(SOURCE PASSAGE Opens)

Ask Money

Savings and the job market

Chris Farrell Aug 23, 2011

Question: I recently graduated and started my first job. I paid for my own school and have no debt. I have a good job and I am maxing out my contributions to my Roth 401k.

My question is “How much money should I save and when and where should I start investing?”

I have heard that you should save 6 months of expenses and then start investing. Is this because that is how long you will take to get another job? Should I save year’s worth of living expenses because the economy is bad and the job market is tough?

Also, stocks seem intimidating and investing at a small scale seems to not be worth it especially considering trading fees. Alex , The Woodlands, TX

Answer: These are all good questions. You’re starting out with a good financial foundation, too, with no debt, a job, and participating in a retirement savings plan at work.

Since you are saving for retirement I would focus on building up your emergency savings. The size of the cash cushion is tied to the amount of time it might take to find another job. For an earlier generation of workers the rule of thumb was to set aside 3 to 6 months worth of expenses. The goal has been raised to 6 months to a year.

The job market has become far more difficult even before the trauma of the Great Recession and anemic recovery.

For instance, private sector job growth at an annual rate of 0.6% during the business cycle expansion of the 2000s was the weakest in half a century. The job creation figure was a shadow of the 1.8 percent annual rate of private job growth in the ’90s and the 2.0 percent yearly pace of the ’80s. It’s hard to see much of an improvement anytime soon with some 25 million Americans unemployed, forced to work part-time, or too discouraged to look for work.

(SOURCE PASSAGE Closes)

▶ PARTS OF THE EXERCISE
(1) In the savings and job market column, what was the annual rate of private sector job growth during the business cycle expansion of the 2000s?
(2) Reproduce the part of the savings and job market column starting with "Question: I recently" and going on through "market is tough?".
(3) Write what comes next in the savings and job market column, picking up after its last sentence.

(DATA FOR ANALYSIS Opens)

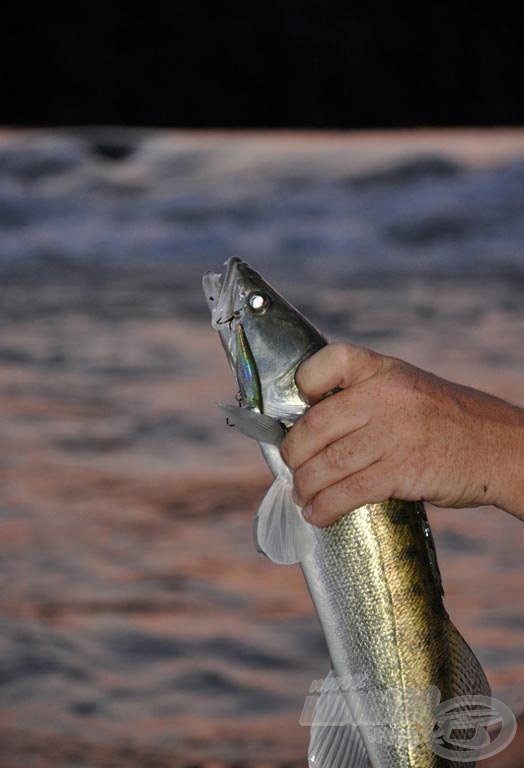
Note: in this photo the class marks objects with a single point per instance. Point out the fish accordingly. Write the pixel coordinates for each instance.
(373, 575)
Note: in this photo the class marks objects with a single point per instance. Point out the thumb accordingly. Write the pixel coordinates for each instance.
(336, 365)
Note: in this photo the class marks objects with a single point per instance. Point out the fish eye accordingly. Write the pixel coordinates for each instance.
(259, 303)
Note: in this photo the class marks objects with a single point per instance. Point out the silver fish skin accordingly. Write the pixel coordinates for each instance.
(372, 575)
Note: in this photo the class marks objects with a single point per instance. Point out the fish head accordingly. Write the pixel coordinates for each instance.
(263, 332)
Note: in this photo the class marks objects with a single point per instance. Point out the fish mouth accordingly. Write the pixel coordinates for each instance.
(221, 293)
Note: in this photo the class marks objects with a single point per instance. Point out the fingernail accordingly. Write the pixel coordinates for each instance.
(308, 511)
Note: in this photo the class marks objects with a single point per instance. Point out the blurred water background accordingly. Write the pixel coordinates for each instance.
(139, 627)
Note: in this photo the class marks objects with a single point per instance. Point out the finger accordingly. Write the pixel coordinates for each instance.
(336, 365)
(325, 423)
(370, 486)
(347, 456)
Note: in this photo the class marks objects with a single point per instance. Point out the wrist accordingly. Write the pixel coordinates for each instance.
(509, 464)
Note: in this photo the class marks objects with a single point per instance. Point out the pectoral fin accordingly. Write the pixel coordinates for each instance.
(258, 426)
(281, 532)
(335, 746)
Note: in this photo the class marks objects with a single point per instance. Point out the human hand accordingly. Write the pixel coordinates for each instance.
(395, 431)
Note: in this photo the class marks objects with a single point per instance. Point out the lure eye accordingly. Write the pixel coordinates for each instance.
(259, 303)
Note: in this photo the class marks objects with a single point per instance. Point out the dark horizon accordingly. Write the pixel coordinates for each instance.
(363, 68)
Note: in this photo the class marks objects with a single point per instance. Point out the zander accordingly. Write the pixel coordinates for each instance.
(373, 574)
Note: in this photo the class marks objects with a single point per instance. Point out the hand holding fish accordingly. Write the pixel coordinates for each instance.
(395, 431)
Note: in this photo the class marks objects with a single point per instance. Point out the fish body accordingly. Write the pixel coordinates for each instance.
(372, 575)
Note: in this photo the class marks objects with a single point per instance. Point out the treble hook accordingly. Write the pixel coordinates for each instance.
(234, 316)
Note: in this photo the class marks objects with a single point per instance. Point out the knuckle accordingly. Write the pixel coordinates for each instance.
(286, 451)
(300, 483)
(341, 353)
(313, 420)
(336, 456)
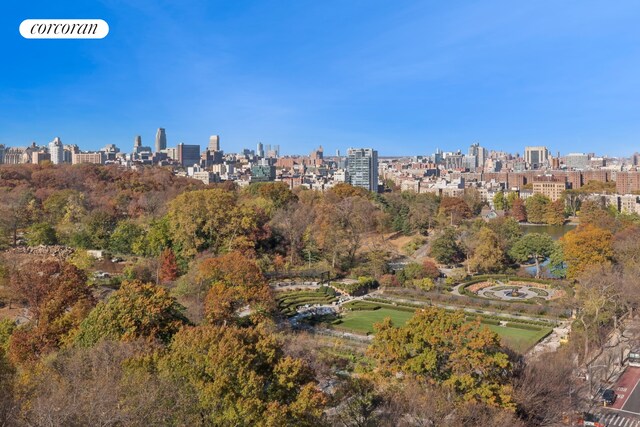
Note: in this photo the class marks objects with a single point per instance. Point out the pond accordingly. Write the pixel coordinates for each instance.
(555, 231)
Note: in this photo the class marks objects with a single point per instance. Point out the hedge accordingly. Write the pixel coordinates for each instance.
(523, 326)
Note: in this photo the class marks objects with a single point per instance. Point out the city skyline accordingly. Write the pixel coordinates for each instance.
(405, 78)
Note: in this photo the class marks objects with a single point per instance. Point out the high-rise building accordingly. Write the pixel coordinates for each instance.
(161, 140)
(536, 157)
(188, 154)
(214, 143)
(56, 150)
(480, 153)
(362, 168)
(577, 161)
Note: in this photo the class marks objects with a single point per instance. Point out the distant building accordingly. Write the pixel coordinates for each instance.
(161, 140)
(188, 154)
(56, 151)
(480, 153)
(536, 157)
(263, 173)
(577, 161)
(549, 186)
(362, 168)
(40, 156)
(214, 143)
(95, 157)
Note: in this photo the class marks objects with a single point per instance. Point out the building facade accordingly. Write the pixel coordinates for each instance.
(362, 168)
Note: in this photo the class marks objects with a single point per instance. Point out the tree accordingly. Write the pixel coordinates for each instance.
(554, 214)
(586, 247)
(124, 237)
(234, 282)
(533, 246)
(136, 310)
(445, 249)
(41, 233)
(518, 210)
(168, 266)
(537, 206)
(499, 201)
(210, 220)
(292, 222)
(58, 300)
(463, 356)
(242, 377)
(453, 210)
(488, 255)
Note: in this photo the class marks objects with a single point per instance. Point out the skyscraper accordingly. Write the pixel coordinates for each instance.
(161, 140)
(536, 156)
(362, 168)
(480, 154)
(56, 150)
(214, 143)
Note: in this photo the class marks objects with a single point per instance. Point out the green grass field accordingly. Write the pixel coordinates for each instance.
(517, 339)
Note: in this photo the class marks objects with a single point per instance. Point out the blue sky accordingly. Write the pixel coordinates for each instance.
(404, 77)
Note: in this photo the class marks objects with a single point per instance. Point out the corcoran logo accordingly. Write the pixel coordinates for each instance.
(64, 29)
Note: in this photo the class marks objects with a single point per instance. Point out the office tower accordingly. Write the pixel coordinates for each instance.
(362, 168)
(536, 157)
(480, 153)
(577, 161)
(214, 143)
(56, 150)
(161, 140)
(188, 154)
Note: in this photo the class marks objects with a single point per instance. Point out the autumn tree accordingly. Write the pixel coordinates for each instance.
(168, 266)
(453, 210)
(209, 220)
(234, 282)
(242, 377)
(586, 247)
(537, 206)
(499, 201)
(555, 213)
(534, 246)
(445, 249)
(292, 222)
(488, 255)
(443, 347)
(136, 310)
(58, 299)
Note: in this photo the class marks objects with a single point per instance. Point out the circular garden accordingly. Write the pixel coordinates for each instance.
(511, 290)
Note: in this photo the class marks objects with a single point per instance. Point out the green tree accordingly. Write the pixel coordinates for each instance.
(488, 256)
(210, 220)
(537, 206)
(444, 347)
(533, 246)
(445, 249)
(136, 310)
(41, 233)
(499, 201)
(124, 236)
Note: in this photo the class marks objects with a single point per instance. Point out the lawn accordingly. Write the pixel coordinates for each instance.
(362, 321)
(517, 339)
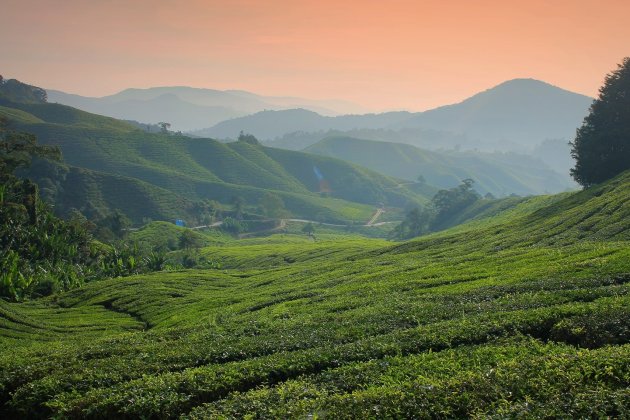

(DATA FOR ANALYSIS Closes)

▶ OUTPUTS BY TASK
(1) 0.6%

(2)
Question: I recently graduated and started my first job. I paid for my own school and have no debt. I have a good job and I am maxing out my contributions to my Roth 401k.

My question is “How much money should I save and when and where should I start investing?”

I have heard that you should save 6 months of expenses and then start investing. Is this because that is how long you will take to get another job? Should I save year’s worth of living expenses because the economy is bad and the job market is tough?

(3)
Little wonder it takes longer for people to find a job. You need more savings to tide you over a rough patch.

Here’s the thing: The initial impetus for building up safe savings in taxable accounts is to create your own financial safety net. But with time the savings is available to voluntarily fund job, career, and lifestyle shifts throughout a lifetime. “You save not to have freedom from work, but the freedom to do the kind of work you want,” says Marc Freedman, head of Civic Ventures, a nonprofit organization.

In practical terms, my main recommendation is to establish an automatic savings program that regularly puts money into a variety of taxable accounts. Some of the money could go every month into a savings account, certificates of deposit, Treasury bills, and the like. You could load up on tax-deferred I-bonds, the inflation-protected savings bond.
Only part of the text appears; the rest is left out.